How many lines in the data below contain the word "field"? Case counts. Reply with only the number.

>>

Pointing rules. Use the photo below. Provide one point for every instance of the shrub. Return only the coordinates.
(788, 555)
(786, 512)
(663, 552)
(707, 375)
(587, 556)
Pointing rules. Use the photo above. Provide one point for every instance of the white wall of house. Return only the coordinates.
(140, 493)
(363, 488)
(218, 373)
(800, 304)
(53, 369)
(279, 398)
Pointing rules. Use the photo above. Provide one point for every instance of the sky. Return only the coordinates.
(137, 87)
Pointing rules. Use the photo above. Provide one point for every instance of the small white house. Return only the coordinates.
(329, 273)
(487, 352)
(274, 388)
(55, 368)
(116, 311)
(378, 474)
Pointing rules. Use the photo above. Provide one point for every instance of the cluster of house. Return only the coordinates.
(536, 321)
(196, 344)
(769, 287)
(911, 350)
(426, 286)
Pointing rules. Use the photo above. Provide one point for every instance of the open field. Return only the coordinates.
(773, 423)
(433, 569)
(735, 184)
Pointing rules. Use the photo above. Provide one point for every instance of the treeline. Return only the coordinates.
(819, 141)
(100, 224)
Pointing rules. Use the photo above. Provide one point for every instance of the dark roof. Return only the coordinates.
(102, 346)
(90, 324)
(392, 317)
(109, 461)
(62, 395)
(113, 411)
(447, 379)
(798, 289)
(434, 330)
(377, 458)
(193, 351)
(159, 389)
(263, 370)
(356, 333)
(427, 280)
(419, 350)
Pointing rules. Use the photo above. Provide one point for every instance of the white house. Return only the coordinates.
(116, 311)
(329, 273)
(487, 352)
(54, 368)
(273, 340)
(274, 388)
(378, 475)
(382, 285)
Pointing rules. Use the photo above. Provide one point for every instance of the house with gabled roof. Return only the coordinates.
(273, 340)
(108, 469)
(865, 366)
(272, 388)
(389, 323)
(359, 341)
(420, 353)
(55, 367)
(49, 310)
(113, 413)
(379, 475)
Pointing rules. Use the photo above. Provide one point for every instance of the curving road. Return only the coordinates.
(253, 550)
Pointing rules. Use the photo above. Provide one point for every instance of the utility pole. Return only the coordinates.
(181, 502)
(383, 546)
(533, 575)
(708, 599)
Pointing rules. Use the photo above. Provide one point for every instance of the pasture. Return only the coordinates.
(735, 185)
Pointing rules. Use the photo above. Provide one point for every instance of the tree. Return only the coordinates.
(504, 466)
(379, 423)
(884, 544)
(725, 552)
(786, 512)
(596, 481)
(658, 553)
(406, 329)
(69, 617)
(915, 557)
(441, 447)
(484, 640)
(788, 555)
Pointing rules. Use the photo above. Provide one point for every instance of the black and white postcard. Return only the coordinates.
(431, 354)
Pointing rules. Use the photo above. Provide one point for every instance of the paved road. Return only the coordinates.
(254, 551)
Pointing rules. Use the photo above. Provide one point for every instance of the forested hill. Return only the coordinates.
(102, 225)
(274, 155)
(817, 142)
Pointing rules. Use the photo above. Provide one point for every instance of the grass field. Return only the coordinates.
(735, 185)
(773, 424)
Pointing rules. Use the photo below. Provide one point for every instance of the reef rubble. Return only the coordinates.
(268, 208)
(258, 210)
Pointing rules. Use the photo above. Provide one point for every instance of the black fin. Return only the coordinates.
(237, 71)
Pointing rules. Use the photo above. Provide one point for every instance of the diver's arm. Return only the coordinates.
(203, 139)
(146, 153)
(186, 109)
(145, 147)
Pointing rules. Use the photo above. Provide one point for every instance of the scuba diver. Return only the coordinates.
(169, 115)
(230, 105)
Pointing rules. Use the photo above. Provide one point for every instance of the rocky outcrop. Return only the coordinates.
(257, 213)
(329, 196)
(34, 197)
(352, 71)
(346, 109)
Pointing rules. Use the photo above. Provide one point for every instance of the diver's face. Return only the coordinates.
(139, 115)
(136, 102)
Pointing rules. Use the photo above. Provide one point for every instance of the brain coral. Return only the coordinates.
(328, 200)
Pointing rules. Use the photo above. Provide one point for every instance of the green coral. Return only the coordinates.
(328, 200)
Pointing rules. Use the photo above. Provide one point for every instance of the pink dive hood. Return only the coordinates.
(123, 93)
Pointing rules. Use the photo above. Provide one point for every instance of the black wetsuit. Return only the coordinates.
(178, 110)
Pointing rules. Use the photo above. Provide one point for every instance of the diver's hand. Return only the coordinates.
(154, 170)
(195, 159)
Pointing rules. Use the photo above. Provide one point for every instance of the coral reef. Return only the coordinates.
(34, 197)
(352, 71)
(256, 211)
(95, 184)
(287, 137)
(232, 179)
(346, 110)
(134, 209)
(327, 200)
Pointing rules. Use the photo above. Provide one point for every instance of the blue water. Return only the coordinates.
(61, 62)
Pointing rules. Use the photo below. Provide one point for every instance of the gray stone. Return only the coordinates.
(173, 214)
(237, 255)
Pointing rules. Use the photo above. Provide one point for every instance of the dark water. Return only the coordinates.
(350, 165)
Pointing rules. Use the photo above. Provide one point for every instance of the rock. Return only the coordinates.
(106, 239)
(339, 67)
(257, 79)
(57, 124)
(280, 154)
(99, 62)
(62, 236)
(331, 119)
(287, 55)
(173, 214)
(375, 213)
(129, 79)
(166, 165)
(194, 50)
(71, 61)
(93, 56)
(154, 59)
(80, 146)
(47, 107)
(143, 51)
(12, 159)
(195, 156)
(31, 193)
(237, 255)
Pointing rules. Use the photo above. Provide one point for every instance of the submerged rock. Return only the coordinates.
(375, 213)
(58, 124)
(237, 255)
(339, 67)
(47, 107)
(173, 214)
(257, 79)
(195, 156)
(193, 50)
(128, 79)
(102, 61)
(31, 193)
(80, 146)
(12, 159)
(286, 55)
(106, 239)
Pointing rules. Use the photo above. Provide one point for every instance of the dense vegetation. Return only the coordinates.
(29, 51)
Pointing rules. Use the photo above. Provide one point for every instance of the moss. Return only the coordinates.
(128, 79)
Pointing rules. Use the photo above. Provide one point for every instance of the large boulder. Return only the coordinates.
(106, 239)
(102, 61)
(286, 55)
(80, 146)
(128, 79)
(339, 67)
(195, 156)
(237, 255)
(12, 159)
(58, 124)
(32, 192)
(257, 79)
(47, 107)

<<
>>

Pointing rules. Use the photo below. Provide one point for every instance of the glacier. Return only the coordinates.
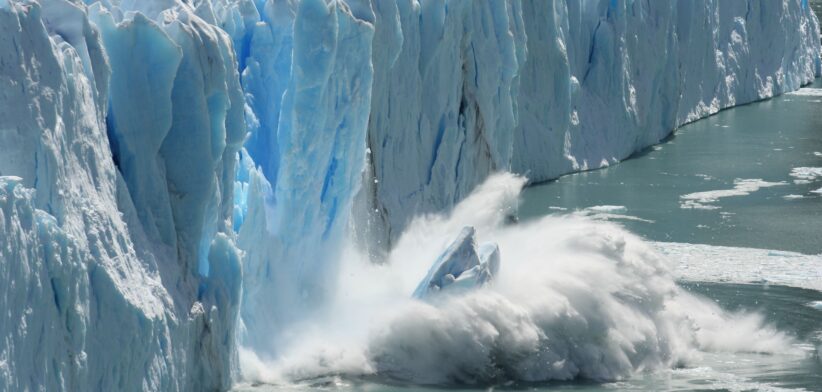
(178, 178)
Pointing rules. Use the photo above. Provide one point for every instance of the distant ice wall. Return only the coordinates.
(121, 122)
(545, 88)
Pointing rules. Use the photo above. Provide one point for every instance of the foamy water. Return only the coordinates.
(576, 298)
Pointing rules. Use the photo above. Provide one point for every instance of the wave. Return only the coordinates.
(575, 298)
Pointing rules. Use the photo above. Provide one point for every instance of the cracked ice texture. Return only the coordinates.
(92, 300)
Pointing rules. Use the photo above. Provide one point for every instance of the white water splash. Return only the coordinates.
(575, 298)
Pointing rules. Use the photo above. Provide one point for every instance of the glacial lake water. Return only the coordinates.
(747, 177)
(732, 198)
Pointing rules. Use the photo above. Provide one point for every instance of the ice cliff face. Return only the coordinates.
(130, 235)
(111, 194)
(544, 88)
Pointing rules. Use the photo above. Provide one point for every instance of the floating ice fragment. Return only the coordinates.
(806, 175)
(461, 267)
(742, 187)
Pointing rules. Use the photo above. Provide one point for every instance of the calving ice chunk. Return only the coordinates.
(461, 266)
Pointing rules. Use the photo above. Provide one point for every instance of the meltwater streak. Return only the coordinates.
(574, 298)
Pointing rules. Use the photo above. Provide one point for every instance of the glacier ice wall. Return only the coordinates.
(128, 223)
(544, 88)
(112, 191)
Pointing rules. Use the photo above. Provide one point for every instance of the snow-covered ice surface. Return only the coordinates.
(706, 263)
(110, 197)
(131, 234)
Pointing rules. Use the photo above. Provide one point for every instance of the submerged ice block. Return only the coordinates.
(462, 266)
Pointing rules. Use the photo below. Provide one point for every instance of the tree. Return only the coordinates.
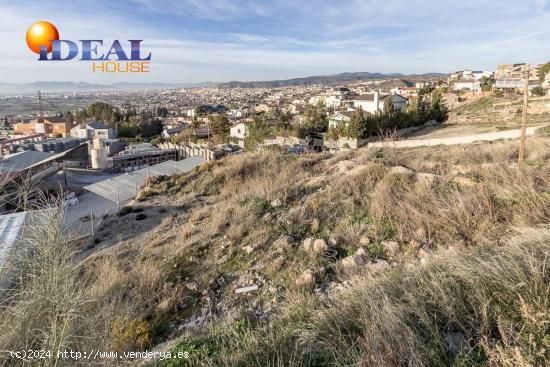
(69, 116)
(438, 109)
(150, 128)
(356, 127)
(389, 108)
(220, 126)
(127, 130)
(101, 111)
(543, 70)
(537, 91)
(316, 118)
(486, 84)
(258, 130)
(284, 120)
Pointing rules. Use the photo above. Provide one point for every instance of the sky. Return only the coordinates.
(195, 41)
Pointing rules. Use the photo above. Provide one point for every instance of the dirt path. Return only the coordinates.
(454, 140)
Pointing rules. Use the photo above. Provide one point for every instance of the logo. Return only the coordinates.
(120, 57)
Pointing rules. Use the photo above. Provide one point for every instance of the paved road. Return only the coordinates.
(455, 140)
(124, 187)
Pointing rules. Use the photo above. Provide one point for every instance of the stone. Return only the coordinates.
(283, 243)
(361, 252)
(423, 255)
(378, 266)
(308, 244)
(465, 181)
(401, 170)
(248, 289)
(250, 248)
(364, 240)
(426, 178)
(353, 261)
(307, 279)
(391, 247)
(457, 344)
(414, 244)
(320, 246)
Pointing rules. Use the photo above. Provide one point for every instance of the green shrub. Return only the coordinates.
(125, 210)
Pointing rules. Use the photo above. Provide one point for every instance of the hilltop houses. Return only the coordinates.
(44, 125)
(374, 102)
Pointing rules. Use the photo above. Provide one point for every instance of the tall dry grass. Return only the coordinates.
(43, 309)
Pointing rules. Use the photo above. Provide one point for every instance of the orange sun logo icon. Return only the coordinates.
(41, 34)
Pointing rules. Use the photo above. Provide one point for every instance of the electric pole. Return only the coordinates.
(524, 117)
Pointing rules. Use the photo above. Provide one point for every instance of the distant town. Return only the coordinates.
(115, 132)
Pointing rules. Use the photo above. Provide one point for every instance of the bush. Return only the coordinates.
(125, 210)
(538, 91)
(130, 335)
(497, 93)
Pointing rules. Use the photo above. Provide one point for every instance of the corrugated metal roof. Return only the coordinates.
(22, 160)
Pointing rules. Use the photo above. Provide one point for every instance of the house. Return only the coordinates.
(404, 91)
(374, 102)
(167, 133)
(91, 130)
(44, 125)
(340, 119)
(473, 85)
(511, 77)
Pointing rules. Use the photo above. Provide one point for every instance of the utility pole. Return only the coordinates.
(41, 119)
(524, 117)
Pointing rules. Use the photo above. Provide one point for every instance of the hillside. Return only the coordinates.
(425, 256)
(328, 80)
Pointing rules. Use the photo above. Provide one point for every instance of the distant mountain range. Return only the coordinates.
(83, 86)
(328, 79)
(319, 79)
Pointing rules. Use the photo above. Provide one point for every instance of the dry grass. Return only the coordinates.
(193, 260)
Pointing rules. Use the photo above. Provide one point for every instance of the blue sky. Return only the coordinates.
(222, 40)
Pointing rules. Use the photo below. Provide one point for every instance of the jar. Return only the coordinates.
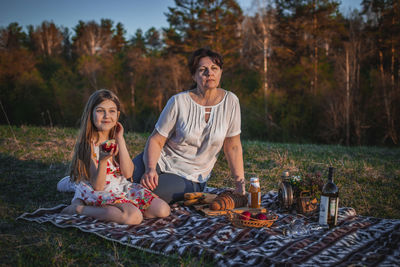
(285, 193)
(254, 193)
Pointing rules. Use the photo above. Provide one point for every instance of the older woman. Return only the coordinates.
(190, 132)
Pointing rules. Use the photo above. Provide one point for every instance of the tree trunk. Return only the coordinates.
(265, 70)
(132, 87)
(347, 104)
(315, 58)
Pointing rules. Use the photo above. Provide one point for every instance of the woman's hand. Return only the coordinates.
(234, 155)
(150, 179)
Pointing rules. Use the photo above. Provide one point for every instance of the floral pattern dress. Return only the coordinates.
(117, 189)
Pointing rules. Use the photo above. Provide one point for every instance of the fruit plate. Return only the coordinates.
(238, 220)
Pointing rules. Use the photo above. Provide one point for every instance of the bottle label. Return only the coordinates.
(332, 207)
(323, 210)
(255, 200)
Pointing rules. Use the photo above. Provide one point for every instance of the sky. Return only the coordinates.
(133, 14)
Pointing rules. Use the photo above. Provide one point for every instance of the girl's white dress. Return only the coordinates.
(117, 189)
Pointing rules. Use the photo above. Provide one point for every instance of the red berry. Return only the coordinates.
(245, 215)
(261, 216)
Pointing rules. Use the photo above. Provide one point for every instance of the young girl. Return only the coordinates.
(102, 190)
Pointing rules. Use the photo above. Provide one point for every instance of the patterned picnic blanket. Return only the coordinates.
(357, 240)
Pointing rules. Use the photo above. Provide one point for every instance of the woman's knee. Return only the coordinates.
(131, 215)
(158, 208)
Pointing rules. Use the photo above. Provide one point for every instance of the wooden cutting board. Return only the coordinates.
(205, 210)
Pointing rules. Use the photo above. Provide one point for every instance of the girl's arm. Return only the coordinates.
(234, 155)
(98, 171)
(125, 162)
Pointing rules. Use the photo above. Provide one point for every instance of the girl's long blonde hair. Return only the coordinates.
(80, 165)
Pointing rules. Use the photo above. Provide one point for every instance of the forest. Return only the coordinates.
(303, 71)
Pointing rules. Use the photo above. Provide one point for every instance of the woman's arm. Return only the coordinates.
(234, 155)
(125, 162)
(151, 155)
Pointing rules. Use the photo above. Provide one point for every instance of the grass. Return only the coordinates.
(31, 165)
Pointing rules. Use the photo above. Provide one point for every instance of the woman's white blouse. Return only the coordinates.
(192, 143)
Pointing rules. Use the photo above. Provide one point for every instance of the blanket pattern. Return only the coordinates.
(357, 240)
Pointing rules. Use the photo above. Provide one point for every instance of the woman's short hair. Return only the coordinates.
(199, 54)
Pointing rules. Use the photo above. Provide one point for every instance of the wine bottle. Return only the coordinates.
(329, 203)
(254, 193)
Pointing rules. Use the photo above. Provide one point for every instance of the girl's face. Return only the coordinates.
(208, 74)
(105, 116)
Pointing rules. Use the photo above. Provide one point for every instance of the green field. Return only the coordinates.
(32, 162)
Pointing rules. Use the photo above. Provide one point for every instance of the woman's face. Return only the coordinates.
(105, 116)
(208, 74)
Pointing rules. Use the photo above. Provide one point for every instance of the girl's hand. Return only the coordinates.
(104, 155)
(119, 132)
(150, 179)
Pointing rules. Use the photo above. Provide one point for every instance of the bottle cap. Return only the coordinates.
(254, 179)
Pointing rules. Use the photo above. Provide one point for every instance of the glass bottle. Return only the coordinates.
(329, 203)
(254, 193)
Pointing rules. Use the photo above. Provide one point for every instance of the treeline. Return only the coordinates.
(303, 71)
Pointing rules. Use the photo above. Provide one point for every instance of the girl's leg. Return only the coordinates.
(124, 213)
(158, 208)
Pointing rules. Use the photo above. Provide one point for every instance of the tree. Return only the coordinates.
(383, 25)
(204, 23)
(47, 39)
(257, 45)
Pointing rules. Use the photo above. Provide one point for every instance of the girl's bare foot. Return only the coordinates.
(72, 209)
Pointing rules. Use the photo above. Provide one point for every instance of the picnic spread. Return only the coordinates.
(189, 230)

<<

TASK RESULT -> 3